READING PASSAGE
◆ ◆ ◆ ◆ ◆
It is my ambition to say in ten sentences what others say in a whole book.
Nietzsche's first book, The Birth of Tragedy, Out of the Spirit of Music4 was published in 1872, when he was 28 years old. In this book he explored the ideas he had picked up from Wagner and Lange, as well as his philological studies and his dissatisfaction with German culture at the time. While Wagner was delighted with Nietzsche's book and praised it highly, its reputation was somewhat damaged by the criticism of young scholar Wilamowitz-Möllendorff.
Nietzsche continued teaching at Basel until 1879, and during this time wrote two more books, The Untimely Meditations5, and Human, All too Human. He also made an unsuccessful proposition of marriage to a young Dutch student, Mathilde Trampedach. Despite the respect he gained in his position at the University, Nietzsche was forced to retire due to ill health in June of 1879.
◆ ◆ ◆ ◆ ◆
SET TASK 1
Extract, word for word, the part of the records that begins with the line containing "In this photo, where can the stone" and runs through the last line of the records, including both ends.
◆ ◆ ◆ ◆ ◆
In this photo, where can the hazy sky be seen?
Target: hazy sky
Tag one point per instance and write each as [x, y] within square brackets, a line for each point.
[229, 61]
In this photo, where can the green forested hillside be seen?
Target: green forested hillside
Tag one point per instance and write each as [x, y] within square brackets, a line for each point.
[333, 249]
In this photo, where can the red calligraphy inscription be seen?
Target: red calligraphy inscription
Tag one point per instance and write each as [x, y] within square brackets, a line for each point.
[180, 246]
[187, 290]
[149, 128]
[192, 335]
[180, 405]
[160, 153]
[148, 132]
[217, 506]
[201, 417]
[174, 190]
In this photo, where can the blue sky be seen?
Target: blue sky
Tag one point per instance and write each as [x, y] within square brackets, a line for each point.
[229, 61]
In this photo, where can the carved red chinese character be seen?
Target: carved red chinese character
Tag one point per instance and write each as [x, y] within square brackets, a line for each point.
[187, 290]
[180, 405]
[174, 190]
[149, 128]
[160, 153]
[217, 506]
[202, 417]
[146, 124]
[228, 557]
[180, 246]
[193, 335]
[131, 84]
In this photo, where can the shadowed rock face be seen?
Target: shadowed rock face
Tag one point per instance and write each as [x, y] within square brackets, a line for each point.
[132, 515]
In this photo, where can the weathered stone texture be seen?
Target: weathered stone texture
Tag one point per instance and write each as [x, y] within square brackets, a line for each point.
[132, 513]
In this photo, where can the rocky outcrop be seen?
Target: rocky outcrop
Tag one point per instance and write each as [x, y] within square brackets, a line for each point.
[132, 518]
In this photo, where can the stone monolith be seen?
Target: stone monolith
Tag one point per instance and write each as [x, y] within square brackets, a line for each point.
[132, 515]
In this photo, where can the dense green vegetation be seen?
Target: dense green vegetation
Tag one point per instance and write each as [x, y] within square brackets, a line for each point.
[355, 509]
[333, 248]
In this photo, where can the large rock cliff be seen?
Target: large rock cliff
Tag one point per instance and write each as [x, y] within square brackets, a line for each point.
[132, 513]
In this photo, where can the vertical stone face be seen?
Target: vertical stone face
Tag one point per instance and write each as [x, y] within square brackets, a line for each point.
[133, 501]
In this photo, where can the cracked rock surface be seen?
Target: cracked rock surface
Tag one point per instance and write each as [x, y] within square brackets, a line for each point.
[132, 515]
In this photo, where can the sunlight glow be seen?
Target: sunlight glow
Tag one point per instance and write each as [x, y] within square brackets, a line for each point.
◆ ◆ ◆ ◆ ◆
SET TASK 2
Carry the passage on Nietzsche's early books and years at Basel forward from its final sentence.

EXPECTED OUTPUT 1
In this photo, where can the stone monolith be seen?
Target: stone monolith
Tag one point per instance and write each as [x, y] within square brackets, a line for each point.
[132, 515]
In this photo, where can the dense green vegetation be seen?
Target: dense green vegetation
Tag one point per instance and write each as [x, y] within square brackets, a line for each point.
[355, 509]
[333, 248]
In this photo, where can the large rock cliff be seen?
Target: large rock cliff
Tag one point per instance and write each as [x, y] within square brackets, a line for each point.
[132, 513]
In this photo, where can the vertical stone face be seen?
Target: vertical stone face
Tag one point per instance and write each as [x, y] within square brackets, a line for each point.
[133, 501]
In this photo, where can the cracked rock surface be seen?
Target: cracked rock surface
Tag one point per instance and write each as [x, y] within square brackets, a line for each point.
[132, 515]
In this photo, where can the sunlight glow be seen?
Target: sunlight glow
Tag one point per instance and write each as [x, y] within square brackets, a line for each point.

EXPECTED OUTPUT 2
For the nest ten years, Nietzsche wandered around western Europe, moving cyclically between various cities in France, Germany, Switzerland and Italy, and returning often to his Mother's house in Naumburg, Germany. In Rome, in 1882 Nietzsche fell in love with Lou Salomé, a twenty one year old Russian. He proposed marriage which she declined. This, understandably enough, caused a rift in their friendship. During this time, Nietsche wrote most of his well known works, including The Gay Science, Thus Spoke Zarathustra and Ecce Homo.